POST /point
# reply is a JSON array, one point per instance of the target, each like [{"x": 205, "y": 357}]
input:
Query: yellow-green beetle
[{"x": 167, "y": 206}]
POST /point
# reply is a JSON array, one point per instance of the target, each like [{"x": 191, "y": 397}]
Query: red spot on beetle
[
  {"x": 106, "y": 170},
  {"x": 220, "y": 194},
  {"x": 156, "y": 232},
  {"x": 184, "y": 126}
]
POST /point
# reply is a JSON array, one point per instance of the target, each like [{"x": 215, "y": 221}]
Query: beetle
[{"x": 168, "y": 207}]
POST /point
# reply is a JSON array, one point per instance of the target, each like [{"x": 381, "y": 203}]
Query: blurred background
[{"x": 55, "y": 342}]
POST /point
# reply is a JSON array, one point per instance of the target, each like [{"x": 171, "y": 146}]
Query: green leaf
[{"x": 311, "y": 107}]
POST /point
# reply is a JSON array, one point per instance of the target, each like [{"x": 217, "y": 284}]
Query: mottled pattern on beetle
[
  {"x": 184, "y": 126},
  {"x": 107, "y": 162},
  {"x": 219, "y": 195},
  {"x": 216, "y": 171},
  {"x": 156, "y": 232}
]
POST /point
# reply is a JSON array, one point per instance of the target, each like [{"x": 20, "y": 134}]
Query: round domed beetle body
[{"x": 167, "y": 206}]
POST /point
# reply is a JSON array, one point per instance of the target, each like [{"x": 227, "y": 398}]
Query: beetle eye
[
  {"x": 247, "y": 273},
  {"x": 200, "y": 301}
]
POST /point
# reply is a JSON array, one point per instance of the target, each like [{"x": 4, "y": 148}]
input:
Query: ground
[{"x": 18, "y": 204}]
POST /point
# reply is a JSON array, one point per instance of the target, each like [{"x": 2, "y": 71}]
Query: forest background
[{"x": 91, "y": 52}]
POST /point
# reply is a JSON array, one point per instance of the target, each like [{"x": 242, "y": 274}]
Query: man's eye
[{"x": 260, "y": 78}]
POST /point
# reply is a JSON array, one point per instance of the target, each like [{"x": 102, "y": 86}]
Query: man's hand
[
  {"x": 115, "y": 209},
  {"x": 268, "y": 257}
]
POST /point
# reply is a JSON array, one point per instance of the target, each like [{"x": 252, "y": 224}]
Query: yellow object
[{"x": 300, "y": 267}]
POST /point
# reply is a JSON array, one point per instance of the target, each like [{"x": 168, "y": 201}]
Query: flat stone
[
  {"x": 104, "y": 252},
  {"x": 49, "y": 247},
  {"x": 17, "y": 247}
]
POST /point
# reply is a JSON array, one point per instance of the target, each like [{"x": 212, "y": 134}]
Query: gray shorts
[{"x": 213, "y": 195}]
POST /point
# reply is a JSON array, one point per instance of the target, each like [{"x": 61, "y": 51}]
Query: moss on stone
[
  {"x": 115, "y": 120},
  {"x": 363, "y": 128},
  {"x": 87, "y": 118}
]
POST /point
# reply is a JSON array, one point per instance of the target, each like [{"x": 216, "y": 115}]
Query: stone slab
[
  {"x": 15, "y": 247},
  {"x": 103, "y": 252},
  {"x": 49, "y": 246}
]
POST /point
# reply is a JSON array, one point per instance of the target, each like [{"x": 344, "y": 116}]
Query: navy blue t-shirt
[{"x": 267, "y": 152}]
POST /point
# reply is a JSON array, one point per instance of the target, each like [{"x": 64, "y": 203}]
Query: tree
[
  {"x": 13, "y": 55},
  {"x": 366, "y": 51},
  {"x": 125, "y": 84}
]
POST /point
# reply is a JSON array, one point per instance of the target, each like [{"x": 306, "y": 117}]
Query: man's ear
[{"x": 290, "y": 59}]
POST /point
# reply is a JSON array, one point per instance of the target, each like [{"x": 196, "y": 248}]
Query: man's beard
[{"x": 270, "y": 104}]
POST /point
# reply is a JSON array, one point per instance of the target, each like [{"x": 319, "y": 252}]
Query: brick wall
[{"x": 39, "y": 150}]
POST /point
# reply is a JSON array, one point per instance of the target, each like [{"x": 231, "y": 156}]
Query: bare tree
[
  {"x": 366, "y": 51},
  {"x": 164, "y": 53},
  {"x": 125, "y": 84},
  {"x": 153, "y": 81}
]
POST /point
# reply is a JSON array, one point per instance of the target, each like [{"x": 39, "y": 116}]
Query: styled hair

■ TASK REQUIREMENTS ■
All of the data above needs to be transcribed verbatim.

■ WRITTEN REPLY ■
POST /point
# reply is a JSON array, one point per instance of the target, each like [{"x": 205, "y": 357}]
input:
Query: yellow-green beetle
[{"x": 167, "y": 206}]
POST /point
# reply is a JSON array, one point per instance of the target, each like [{"x": 191, "y": 397}]
Query: red spot on beetle
[
  {"x": 106, "y": 170},
  {"x": 220, "y": 194},
  {"x": 156, "y": 232},
  {"x": 184, "y": 126}
]
POST /point
# reply is a JSON array, one point per instance of the target, each like [{"x": 215, "y": 221}]
Query: beetle
[{"x": 168, "y": 207}]
POST /point
# reply is a JSON array, one point per instance of the target, each like [{"x": 381, "y": 203}]
Query: blurred background
[{"x": 55, "y": 342}]
POST /point
# reply is a JSON array, one point per instance of the target, each like [{"x": 171, "y": 146}]
Query: green leaf
[{"x": 311, "y": 107}]
POST /point
# reply is a JSON array, one point per instance of the target, each like [{"x": 217, "y": 284}]
Query: mottled pattern on beetle
[
  {"x": 184, "y": 126},
  {"x": 107, "y": 162},
  {"x": 219, "y": 195},
  {"x": 216, "y": 171},
  {"x": 156, "y": 232}
]
POST /point
# reply is a JSON array, one point per instance of the target, each like [{"x": 20, "y": 134}]
Query: round domed beetle body
[{"x": 167, "y": 206}]
POST /point
# reply is a JSON array, one point per instance of the target, each like [{"x": 227, "y": 398}]
Query: beetle eye
[
  {"x": 247, "y": 273},
  {"x": 200, "y": 301}
]
POST /point
# reply is a JSON array, one point per instance of the target, each like [{"x": 4, "y": 148}]
input:
Query: ground
[{"x": 18, "y": 204}]
POST /point
# reply is a JSON array, one point per instance of the target, each like [{"x": 2, "y": 71}]
Query: forest background
[{"x": 91, "y": 52}]
POST /point
# reply is a JSON array, one point per instance of the target, each like [{"x": 242, "y": 274}]
Query: man's eye
[{"x": 260, "y": 78}]
POST /point
# reply is a JSON array, one point per instance of the target, each like [{"x": 102, "y": 86}]
Query: man's hand
[
  {"x": 115, "y": 209},
  {"x": 268, "y": 257}
]
POST /point
# reply is a JSON array, one point per instance of the target, each like [{"x": 252, "y": 224}]
Query: yellow object
[{"x": 300, "y": 267}]
POST /point
# reply is a JSON array, one point per instance of the target, each like [{"x": 168, "y": 201}]
Query: flat stone
[
  {"x": 104, "y": 252},
  {"x": 49, "y": 247},
  {"x": 17, "y": 247}
]
POST /point
# reply is a JSON array, one point per instance of the target, each like [{"x": 212, "y": 134}]
Query: gray shorts
[{"x": 213, "y": 195}]
POST /point
# reply is a JSON array, one point per instance of the target, each like [{"x": 61, "y": 51}]
Query: moss on stone
[
  {"x": 115, "y": 120},
  {"x": 363, "y": 128},
  {"x": 87, "y": 118}
]
POST /point
# reply is a JSON array, one point per instance of the target, each like [{"x": 216, "y": 115}]
Query: stone slab
[
  {"x": 15, "y": 247},
  {"x": 103, "y": 252},
  {"x": 49, "y": 246}
]
POST /point
# reply is a JSON array, one point per instance of the target, each like [{"x": 344, "y": 116}]
Query: navy blue t-shirt
[{"x": 267, "y": 152}]
POST /point
# reply is a JSON array, one point per instance of the target, each like [{"x": 64, "y": 203}]
Query: tree
[
  {"x": 13, "y": 55},
  {"x": 366, "y": 51},
  {"x": 125, "y": 84}
]
POST /point
# reply is a JSON array, one point per instance of the target, each like [{"x": 306, "y": 117}]
Query: man's ear
[{"x": 290, "y": 59}]
POST /point
# reply is a JSON array, one point per instance of the target, each like [{"x": 196, "y": 248}]
Query: man's beard
[{"x": 270, "y": 104}]
POST /point
# reply is a JSON array, one point per instance of the target, each like [{"x": 319, "y": 252}]
Query: brick wall
[{"x": 39, "y": 150}]
POST /point
# reply is a JSON array, one point per instance of the target, each like [{"x": 231, "y": 156}]
Query: bare tree
[
  {"x": 366, "y": 51},
  {"x": 164, "y": 53},
  {"x": 125, "y": 84},
  {"x": 153, "y": 81}
]
POST /point
# reply is a JSON array, one point per instance of the target, each like [{"x": 39, "y": 116}]
Query: styled hair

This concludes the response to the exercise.